* **Data shown**:
....................

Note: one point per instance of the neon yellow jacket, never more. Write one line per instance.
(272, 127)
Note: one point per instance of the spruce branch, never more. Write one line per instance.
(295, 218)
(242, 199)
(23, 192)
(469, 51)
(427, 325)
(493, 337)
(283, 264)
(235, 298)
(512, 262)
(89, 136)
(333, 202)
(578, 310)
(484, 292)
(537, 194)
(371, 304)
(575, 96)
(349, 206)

....................

* **How to complete this task**:
Down to the final line, the data above must be copied exactly.

* **The completed task**:
Note: one point per instance of the neon yellow jacket, never more. Write one line per instance.
(272, 127)
Note: one point per instance of the spruce branch, never more. Write one line per instance.
(295, 218)
(242, 199)
(23, 192)
(469, 51)
(427, 325)
(493, 337)
(283, 264)
(235, 298)
(512, 262)
(89, 136)
(333, 202)
(578, 310)
(484, 292)
(537, 194)
(371, 304)
(575, 96)
(349, 206)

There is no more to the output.